Required work: From the data below, set down exactly the lines between the one holding "spot the avocado half." and the one holding "spot the curly hair.", inclusive, and no others.

Information:
--- START ---

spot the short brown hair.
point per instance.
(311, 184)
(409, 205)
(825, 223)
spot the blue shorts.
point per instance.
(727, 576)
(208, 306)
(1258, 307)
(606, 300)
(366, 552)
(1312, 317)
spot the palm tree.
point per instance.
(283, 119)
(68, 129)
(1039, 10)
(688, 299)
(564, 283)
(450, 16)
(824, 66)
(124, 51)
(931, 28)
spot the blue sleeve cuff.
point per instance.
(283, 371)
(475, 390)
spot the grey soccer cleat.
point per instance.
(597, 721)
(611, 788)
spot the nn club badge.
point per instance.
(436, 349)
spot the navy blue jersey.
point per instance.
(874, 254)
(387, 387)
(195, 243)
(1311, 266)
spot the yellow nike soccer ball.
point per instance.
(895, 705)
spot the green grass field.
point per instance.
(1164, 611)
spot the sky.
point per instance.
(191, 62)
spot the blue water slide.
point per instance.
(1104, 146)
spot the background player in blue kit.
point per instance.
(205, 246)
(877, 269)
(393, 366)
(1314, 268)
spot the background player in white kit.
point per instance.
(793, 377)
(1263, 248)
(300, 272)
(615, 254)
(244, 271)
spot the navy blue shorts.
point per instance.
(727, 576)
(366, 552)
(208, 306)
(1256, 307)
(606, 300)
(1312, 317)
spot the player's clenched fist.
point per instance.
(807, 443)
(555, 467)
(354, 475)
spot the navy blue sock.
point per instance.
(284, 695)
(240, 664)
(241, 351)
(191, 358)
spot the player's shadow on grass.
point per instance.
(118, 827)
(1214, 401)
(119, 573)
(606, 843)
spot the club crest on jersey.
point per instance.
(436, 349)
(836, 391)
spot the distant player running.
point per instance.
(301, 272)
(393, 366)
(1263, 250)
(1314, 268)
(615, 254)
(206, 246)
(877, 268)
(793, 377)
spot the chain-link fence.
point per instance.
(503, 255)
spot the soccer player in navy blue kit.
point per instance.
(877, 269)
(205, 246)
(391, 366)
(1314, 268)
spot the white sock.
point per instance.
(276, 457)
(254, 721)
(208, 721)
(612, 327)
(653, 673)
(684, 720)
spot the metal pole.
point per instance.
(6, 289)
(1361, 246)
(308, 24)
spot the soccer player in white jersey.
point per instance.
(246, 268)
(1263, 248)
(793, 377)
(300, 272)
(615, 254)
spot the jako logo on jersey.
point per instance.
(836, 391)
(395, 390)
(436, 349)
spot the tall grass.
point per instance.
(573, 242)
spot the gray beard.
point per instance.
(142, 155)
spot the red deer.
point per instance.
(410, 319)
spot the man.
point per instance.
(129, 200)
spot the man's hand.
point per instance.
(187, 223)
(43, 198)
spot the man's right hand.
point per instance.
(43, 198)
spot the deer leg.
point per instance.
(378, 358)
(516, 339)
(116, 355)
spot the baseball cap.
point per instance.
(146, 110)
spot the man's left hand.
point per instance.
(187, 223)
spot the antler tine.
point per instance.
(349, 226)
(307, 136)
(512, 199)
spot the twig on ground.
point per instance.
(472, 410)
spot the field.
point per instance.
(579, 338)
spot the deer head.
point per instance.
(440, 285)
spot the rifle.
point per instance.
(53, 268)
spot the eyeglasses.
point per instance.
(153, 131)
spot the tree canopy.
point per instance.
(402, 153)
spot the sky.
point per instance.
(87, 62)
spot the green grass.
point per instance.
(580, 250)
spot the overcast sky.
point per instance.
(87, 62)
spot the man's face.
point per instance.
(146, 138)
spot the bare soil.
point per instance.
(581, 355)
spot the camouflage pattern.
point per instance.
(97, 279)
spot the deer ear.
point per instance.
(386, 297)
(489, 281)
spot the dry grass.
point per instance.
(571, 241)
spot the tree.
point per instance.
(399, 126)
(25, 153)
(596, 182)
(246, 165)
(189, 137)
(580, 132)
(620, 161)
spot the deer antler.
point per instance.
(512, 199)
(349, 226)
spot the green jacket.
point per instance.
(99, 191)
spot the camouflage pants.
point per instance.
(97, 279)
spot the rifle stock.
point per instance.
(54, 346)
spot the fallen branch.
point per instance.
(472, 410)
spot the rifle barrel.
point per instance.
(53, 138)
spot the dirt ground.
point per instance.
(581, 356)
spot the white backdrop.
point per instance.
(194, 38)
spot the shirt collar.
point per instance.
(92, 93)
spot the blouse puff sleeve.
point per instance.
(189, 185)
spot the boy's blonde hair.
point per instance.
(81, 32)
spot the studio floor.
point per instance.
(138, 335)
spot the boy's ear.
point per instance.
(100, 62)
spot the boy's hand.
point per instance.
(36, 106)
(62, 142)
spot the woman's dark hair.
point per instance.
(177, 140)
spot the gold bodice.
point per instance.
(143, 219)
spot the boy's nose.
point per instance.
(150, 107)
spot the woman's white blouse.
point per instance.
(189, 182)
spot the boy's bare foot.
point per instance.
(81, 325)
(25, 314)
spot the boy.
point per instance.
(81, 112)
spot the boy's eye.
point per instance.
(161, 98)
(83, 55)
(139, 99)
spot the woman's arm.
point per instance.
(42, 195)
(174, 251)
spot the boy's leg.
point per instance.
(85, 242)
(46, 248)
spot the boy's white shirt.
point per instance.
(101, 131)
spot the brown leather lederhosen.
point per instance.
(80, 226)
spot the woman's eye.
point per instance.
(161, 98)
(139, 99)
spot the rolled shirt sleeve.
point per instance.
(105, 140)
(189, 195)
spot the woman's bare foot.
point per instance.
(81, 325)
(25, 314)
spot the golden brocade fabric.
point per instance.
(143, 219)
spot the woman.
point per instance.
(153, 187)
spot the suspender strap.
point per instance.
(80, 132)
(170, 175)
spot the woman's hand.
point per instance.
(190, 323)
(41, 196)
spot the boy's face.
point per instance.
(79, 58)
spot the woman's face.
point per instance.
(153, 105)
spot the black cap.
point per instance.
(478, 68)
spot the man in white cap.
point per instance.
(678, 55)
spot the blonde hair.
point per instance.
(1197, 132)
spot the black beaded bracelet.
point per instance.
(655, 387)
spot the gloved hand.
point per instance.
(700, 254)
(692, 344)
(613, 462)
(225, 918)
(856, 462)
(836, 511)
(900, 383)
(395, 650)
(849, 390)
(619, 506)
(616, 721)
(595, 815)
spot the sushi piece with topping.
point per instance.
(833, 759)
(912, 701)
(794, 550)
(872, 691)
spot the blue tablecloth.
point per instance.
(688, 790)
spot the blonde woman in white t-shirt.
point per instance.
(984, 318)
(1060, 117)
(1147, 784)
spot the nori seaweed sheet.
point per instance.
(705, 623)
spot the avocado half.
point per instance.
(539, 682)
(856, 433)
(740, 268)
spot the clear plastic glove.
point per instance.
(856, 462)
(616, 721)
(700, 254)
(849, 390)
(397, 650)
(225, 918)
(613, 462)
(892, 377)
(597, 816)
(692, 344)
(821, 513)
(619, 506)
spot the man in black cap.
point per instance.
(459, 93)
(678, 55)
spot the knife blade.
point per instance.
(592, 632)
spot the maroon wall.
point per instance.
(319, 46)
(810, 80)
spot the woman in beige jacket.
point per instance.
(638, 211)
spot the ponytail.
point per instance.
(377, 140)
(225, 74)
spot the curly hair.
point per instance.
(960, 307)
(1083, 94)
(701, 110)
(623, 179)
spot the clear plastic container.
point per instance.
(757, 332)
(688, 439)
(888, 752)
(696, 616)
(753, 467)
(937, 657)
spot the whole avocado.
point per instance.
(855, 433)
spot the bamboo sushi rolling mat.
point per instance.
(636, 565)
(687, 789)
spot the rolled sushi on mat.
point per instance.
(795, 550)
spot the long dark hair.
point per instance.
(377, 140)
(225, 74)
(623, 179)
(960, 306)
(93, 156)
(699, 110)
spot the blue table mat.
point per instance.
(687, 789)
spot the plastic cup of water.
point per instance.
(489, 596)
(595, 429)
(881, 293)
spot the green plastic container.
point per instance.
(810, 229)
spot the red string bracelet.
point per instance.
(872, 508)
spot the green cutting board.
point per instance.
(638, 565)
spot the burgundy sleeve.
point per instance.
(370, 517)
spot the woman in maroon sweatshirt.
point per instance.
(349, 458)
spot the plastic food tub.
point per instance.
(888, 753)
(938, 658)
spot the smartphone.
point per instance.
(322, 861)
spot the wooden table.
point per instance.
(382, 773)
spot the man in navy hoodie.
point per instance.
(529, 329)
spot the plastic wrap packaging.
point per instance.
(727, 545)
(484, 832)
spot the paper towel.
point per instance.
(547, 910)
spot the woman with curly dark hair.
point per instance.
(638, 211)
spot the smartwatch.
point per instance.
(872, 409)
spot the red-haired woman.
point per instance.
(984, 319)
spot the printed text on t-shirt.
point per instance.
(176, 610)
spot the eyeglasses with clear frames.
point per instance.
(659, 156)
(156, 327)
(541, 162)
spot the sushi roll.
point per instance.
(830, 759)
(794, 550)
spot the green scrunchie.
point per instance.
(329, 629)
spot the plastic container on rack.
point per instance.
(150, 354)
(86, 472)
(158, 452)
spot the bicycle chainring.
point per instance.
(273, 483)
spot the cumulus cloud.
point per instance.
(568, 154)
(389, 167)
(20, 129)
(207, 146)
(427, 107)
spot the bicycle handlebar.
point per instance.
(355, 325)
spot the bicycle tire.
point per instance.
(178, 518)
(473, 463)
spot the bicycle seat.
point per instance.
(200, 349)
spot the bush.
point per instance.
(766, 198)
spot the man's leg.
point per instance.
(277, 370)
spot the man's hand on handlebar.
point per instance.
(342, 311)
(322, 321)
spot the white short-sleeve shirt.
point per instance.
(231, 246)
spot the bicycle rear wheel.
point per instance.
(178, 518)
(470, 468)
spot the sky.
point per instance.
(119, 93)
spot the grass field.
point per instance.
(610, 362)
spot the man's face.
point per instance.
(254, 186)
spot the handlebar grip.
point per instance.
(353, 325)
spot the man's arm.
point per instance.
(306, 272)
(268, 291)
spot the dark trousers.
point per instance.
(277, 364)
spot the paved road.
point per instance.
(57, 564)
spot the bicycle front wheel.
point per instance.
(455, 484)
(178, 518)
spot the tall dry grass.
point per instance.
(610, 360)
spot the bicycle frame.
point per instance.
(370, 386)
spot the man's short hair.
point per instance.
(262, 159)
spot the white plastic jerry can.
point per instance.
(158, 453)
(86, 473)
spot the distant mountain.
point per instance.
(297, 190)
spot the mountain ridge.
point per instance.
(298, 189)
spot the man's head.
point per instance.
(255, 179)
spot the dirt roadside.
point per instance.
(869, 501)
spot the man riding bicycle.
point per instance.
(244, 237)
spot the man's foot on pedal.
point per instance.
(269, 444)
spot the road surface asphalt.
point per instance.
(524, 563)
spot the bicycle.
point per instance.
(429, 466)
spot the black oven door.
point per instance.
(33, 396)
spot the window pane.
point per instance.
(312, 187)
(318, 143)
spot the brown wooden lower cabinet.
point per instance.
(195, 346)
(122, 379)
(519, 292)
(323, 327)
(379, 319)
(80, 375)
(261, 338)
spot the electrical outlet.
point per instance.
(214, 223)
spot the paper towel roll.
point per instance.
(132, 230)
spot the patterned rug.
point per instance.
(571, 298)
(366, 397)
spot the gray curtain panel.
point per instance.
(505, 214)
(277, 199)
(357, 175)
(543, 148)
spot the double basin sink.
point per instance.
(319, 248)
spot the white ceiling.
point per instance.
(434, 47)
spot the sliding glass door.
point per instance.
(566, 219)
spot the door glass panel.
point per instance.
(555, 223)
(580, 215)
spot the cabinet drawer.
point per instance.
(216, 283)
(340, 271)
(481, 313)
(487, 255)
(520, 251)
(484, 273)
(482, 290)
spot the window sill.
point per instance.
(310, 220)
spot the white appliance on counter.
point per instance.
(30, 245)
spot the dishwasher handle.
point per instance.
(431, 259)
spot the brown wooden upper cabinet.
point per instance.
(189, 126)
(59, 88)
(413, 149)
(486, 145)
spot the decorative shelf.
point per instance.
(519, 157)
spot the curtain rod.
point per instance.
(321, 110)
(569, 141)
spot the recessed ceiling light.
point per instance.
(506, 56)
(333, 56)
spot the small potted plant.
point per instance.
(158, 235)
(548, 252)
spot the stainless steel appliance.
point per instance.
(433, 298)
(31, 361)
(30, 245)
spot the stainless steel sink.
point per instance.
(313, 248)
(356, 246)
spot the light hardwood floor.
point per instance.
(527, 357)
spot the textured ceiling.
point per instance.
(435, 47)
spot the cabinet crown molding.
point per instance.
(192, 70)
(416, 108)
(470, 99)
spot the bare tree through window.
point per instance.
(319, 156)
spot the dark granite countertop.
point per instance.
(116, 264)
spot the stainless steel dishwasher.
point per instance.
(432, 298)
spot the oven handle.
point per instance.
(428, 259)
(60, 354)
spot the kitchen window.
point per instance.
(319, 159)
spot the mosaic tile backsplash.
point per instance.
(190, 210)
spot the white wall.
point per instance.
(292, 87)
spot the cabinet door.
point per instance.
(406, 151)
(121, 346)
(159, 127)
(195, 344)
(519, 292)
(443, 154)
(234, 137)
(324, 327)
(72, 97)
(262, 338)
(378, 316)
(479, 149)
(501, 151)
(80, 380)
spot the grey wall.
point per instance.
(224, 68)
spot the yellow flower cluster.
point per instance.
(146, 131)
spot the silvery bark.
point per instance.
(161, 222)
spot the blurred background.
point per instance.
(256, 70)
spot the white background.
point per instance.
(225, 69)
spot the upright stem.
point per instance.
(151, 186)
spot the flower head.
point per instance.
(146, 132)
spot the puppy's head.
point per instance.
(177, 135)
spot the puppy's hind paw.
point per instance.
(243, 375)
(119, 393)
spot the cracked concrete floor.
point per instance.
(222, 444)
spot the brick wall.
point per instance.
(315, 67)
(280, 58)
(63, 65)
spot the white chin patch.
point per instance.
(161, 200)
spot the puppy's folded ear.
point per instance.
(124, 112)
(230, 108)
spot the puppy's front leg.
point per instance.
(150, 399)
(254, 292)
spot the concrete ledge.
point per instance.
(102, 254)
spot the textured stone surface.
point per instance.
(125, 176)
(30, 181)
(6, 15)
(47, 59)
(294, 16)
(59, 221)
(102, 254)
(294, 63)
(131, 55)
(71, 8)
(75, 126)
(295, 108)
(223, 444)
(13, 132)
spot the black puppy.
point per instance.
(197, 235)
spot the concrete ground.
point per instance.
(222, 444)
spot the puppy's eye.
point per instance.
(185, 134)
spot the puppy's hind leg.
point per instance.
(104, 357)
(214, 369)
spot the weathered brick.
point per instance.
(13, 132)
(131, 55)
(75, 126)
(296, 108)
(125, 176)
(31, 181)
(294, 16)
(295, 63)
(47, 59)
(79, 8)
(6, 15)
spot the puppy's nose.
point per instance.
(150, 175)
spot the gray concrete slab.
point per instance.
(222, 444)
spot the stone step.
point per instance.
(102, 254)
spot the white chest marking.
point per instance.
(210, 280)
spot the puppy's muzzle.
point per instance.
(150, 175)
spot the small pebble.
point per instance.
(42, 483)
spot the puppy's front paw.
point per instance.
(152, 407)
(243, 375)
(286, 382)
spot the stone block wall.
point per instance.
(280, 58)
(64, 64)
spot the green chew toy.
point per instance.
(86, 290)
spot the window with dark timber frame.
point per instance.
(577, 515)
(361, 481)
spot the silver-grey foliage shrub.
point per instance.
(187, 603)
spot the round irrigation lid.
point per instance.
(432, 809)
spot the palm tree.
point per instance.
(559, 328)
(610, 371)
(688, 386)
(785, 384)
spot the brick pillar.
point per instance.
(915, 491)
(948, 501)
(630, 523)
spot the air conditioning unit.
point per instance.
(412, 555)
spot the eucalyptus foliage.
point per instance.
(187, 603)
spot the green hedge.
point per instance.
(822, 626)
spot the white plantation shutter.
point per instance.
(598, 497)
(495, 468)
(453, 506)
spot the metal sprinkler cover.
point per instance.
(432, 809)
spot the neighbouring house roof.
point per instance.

--- END ---

Exercise response:
spot the avocado half.
point per instance.
(539, 682)
(856, 433)
(740, 268)
spot the clear plastic glove.
point per instance.
(856, 462)
(616, 721)
(700, 254)
(849, 390)
(397, 650)
(225, 918)
(613, 462)
(892, 377)
(597, 816)
(692, 344)
(821, 513)
(619, 506)
spot the man in black cap.
point per instance.
(459, 93)
(678, 55)
spot the knife blade.
point per instance.
(592, 632)
spot the maroon wall.
point per instance.
(319, 46)
(810, 80)
spot the woman in beige jacket.
point per instance.
(638, 211)
spot the ponytail.
point per instance.
(377, 140)
(225, 74)
spot the curly hair.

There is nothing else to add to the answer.